- _YOUR TASK_: Present every line of the items below as a Markdown table with the columns Row and Line. Number the rows in order and omit blank lines.

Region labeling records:

"""

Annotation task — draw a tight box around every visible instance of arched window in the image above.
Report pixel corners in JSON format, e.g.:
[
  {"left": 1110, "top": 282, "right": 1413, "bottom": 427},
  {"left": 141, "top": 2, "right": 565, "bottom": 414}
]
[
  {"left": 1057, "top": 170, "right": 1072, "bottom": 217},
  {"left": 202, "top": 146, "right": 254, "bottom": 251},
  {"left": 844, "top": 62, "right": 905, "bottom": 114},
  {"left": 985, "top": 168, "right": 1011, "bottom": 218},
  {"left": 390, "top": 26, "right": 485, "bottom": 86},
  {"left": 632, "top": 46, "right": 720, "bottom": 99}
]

"""

- _SOLUTION FOR THIS EXERCISE_:
| Row | Line |
|---|---|
| 1 | Annotation task — draw a tight box around every visible instance of arched window in the image above. |
| 2 | Report pixel corners in JSON format, e.g.: |
| 3 | [ |
| 4 |   {"left": 1110, "top": 282, "right": 1413, "bottom": 427}, |
| 5 |   {"left": 141, "top": 2, "right": 565, "bottom": 414} |
| 6 | ] |
| 7 | [ |
| 8 |   {"left": 1057, "top": 170, "right": 1072, "bottom": 217}, |
| 9 |   {"left": 202, "top": 146, "right": 254, "bottom": 251}, |
| 10 |   {"left": 844, "top": 62, "right": 905, "bottom": 114}, |
| 11 |   {"left": 985, "top": 168, "right": 1011, "bottom": 218}, |
| 12 |   {"left": 390, "top": 26, "right": 485, "bottom": 86}, |
| 13 |   {"left": 632, "top": 46, "right": 720, "bottom": 99} |
| 14 | ] |